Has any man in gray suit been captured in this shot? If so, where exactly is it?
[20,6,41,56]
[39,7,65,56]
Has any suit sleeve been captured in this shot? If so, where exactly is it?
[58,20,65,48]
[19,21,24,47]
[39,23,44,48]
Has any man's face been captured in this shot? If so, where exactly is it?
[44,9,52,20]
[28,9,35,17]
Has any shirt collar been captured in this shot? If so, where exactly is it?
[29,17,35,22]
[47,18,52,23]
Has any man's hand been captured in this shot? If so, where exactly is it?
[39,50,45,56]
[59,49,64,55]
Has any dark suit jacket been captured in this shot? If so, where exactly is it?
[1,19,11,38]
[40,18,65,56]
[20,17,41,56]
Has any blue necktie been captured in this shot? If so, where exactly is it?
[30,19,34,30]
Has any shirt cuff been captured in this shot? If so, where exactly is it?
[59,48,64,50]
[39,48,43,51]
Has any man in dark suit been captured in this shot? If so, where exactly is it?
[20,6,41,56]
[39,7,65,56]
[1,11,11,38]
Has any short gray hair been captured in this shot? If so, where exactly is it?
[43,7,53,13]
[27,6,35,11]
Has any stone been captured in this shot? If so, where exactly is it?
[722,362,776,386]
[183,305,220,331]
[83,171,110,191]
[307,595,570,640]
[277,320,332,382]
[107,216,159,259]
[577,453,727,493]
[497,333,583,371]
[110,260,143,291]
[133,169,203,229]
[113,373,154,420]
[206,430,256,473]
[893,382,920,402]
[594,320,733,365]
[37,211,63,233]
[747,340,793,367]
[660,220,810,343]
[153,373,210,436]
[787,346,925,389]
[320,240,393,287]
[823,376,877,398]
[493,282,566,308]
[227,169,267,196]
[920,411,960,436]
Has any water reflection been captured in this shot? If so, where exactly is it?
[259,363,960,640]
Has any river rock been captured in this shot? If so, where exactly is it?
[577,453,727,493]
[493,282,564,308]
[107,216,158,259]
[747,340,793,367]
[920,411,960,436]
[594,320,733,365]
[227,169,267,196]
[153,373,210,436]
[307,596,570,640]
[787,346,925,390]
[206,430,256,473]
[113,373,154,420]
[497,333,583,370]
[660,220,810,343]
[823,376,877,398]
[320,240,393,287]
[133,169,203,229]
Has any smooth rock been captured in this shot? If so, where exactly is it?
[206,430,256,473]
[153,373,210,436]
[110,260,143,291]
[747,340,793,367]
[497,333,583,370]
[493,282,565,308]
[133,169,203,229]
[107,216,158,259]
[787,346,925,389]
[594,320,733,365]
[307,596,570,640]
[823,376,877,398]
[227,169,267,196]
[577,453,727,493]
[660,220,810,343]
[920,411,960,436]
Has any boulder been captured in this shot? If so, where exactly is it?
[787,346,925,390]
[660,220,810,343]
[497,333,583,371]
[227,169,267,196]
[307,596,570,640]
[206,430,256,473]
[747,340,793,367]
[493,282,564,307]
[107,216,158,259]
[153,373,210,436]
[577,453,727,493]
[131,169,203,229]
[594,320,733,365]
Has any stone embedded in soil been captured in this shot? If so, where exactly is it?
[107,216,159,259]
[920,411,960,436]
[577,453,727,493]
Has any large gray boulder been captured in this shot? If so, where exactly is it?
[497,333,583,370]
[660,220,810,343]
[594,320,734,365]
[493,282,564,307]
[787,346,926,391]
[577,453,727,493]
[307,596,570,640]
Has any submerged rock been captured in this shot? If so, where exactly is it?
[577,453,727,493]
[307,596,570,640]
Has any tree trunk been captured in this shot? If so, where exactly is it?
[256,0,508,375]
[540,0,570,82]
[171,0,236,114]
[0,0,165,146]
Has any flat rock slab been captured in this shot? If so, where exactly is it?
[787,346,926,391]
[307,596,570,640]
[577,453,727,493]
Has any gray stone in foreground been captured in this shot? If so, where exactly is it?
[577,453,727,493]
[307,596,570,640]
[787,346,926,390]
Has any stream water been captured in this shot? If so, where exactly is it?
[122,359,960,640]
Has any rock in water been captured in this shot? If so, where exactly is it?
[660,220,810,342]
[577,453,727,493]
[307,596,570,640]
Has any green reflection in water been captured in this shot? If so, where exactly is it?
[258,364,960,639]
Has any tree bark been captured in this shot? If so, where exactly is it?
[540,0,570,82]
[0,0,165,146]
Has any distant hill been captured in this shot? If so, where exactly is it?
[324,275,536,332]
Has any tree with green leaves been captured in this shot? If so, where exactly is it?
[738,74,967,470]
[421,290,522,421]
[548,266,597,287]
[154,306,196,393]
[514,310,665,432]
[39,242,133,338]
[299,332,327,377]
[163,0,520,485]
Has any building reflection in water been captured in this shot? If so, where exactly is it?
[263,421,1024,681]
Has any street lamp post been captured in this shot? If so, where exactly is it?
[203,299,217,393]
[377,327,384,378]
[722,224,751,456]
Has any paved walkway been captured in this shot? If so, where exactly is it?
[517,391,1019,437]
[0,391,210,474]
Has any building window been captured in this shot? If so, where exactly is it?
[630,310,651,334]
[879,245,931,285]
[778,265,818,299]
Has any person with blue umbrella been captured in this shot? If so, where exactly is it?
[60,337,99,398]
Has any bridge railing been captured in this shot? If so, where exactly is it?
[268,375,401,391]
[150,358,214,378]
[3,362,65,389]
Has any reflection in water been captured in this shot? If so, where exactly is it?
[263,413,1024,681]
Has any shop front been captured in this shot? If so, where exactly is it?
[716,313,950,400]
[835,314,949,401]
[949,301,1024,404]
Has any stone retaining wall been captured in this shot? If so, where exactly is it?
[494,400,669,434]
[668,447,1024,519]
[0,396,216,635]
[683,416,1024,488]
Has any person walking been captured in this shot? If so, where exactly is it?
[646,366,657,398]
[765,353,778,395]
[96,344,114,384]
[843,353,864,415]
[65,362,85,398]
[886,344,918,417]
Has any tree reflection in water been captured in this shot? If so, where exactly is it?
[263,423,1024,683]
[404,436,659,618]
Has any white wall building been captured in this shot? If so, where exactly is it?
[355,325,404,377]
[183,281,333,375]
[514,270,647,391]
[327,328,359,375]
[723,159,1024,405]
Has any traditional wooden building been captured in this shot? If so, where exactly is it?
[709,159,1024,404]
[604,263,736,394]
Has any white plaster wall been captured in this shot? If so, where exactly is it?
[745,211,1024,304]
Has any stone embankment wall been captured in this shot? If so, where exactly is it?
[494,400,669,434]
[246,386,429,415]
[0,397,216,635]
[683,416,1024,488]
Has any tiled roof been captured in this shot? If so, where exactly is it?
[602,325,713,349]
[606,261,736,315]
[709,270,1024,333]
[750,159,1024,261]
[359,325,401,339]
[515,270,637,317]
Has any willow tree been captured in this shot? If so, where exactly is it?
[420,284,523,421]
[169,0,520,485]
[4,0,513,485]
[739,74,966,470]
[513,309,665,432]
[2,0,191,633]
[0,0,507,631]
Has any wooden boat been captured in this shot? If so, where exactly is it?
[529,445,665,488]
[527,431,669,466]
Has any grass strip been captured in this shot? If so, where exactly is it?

Set task
Copy the material above, line for line.

Task response
Has any man in gray suit been captured in this shot? If so, where exactly is it?
[20,6,41,56]
[39,7,65,56]
Has any suit sleeve been captured in this shot? If so, where exactly is it?
[58,20,65,48]
[19,21,24,47]
[39,23,44,48]
Has any man's face been captured in this shot? If so, where exactly is it?
[44,9,52,20]
[28,9,35,17]
Has any shirt collar been captured in this shot? If so, where exactly is it?
[29,17,35,22]
[47,18,52,23]
Has any man's hand been captured in this shot? If so, where exactly is it?
[39,50,45,56]
[59,49,64,55]
Has any dark suit jacket been captured in this shot? If so, where exactly is it?
[1,19,11,38]
[40,18,65,56]
[20,17,41,56]
Has any blue necktie been captured in this shot? If so, where exactly is it?
[30,19,34,30]
Has any shirt cuff been captured in this shot? If so, where exactly is it?
[59,48,64,50]
[39,48,43,51]
Has any man in dark suit been captured in this shot? If so, where exactly is it?
[20,6,41,56]
[39,7,65,56]
[1,11,11,38]
Has any short gray hair been captured in this shot? If so, where exactly is it?
[43,7,53,13]
[27,6,35,11]
Has any stone been captured in this shot? If so, where exactly is it?
[722,362,776,386]
[183,305,220,331]
[83,171,110,191]
[307,595,570,640]
[277,320,332,382]
[107,216,159,259]
[577,453,727,493]
[497,333,583,371]
[110,260,143,291]
[133,169,203,229]
[113,373,154,420]
[206,430,256,473]
[893,382,920,402]
[594,320,733,365]
[37,211,63,233]
[747,340,793,367]
[660,220,810,343]
[153,373,210,436]
[787,346,925,389]
[320,240,393,287]
[823,376,877,398]
[493,282,566,308]
[227,169,267,196]
[920,411,960,436]
Has any water reflection been captured in this shot? If so, where exactly is it?
[259,363,960,640]
Has any river rock been captured in this shot? If so, where exactly is it?
[577,453,727,493]
[493,282,564,308]
[107,216,158,259]
[747,340,793,367]
[920,411,960,436]
[594,320,733,365]
[227,169,267,196]
[153,373,210,436]
[307,596,570,640]
[787,346,925,390]
[206,430,256,473]
[113,373,154,420]
[497,333,583,370]
[660,220,810,343]
[823,376,877,398]
[320,240,393,287]
[133,169,203,229]
Has any smooth rock been captured in this shot? If so, where exactly is it?
[206,430,256,473]
[153,373,210,436]
[110,260,143,291]
[747,340,793,367]
[497,333,583,370]
[493,282,565,308]
[133,169,203,229]
[107,216,158,259]
[787,346,925,389]
[594,320,733,365]
[307,596,570,640]
[823,376,877,398]
[227,169,267,196]
[577,453,727,493]
[660,220,810,343]
[920,411,960,436]
Has any boulder been captured in this shot? If so, where exactly is it?
[787,346,925,390]
[660,220,810,343]
[497,333,583,371]
[227,169,267,196]
[307,596,570,640]
[206,430,256,473]
[747,340,793,367]
[493,282,564,307]
[107,216,158,259]
[153,373,210,436]
[577,453,727,493]
[131,169,203,229]
[594,320,733,365]
Has any stone embedded in soil been captured in this shot? If so, where exactly is it?
[107,216,159,259]
[920,411,960,436]
[577,453,727,493]
Has any large gray boulder been captured in this shot? If so, where exactly is it?
[497,333,583,370]
[660,220,810,343]
[594,320,734,365]
[493,282,564,307]
[787,346,926,391]
[577,453,727,493]
[307,596,570,640]
Has any submerged rock been captured in this shot? If so, where exactly is it?
[577,453,727,493]
[307,596,570,640]
Has any tree trunk been captured in this shot? If so, where exactly is it?
[256,0,508,375]
[540,0,570,82]
[171,0,236,114]
[0,0,165,146]
Has any flat rock slab been captured in this shot? If so, where exactly is it?
[787,346,926,391]
[307,596,570,640]
[577,453,727,493]
Has any gray stone in foreground been captured in this shot? If so, where exactly is it?
[577,453,727,493]
[307,596,570,640]
[787,346,926,390]
Has any stream water been captured in this shot? If so, where exactly is it?
[122,359,960,640]
Has any rock in water been captured in this shot? If so, where exactly is it?
[660,220,810,342]
[577,453,727,493]
[307,596,570,640]
Has any green reflection in water been captured in this shot? If so, where exactly is it?
[258,364,960,639]
Has any tree bark been captured in this shot? If so, where exactly is it?
[540,0,570,82]
[0,0,165,146]
Has any distant hill been captured in this shot? If so, where exactly is it?
[324,275,536,332]
Has any tree with green leaves been captured in this shot? If so, where exactly is it?
[738,74,967,470]
[421,290,522,421]
[548,266,597,287]
[154,306,196,393]
[514,310,665,432]
[39,242,133,338]
[299,332,327,377]
[163,0,520,485]
Has any building reflection in water been captured in this shot? If so, where exactly is it?
[263,421,1024,681]
Has any street lamp post been captured in this shot? If so, where exactly is it?
[203,299,217,393]
[377,327,384,378]
[722,224,751,456]
Has any paved walkway been captured in this shot? If so, where exactly is it?
[517,391,1019,437]
[0,391,210,474]
Has any building window been captured in this shot? If so, where exactly is it?
[630,310,651,334]
[879,245,931,285]
[778,265,818,299]
Has any person with blue umbrella been captured in this shot? If so, where exactly is it?
[60,337,99,398]
Has any bridge railing been captured in this shot? If so, where exactly is it?
[268,375,401,391]
[150,358,214,378]
[3,362,65,389]
Has any reflection in water been captured in this shot? If so, where exactly is it?
[263,413,1024,681]
Has any shop front been captured in this shot? If so, where exactly is it?
[716,313,950,400]
[835,314,949,401]
[949,301,1024,404]
Has any stone retaining wall been captured in this shot? If so, where exactly is it?
[494,400,669,434]
[668,447,1024,519]
[0,396,216,635]
[683,416,1024,488]
Has any person walking been captured in this shot? If so, where exactly is it?
[646,366,657,398]
[765,353,778,395]
[96,344,114,384]
[843,353,864,415]
[65,362,85,398]
[886,344,918,417]
Has any tree reflection in water been captured in this shot? If so, where exactly is it?
[263,423,1024,683]
[404,436,659,618]
Has any white wall building been captured in this shot? If so, where exactly is it?
[355,325,404,377]
[183,281,333,375]
[514,270,647,391]
[327,328,359,375]
[723,159,1024,405]
Has any traditional wooden building been captured in this shot? If so, where exactly is it?
[709,159,1024,404]
[604,263,736,394]
Has any white plaster wall been captured in this shot? If so, where exactly is it?
[745,211,1024,304]
Has any stone embankment wall been captured in this shot? If so, where exactly is it?
[494,400,669,434]
[246,386,429,415]
[0,397,216,635]
[683,416,1024,488]
Has any tiled roof been captured in this shot? If so, where exactly is it?
[602,325,713,349]
[606,261,736,315]
[709,270,1024,333]
[750,159,1024,261]
[359,325,401,339]
[515,270,637,317]
Has any willow tree been captured in this shot? If so, where exactly is it?
[420,284,523,421]
[169,0,520,485]
[4,0,513,485]
[739,74,966,470]
[513,309,665,432]
[2,0,191,633]
[0,0,507,631]
Has any wooden boat been captured in this shot? If so, where exactly is it?
[529,445,665,488]
[527,431,669,466]
Has any grass strip been captured in this shot? If so, where exactly is it?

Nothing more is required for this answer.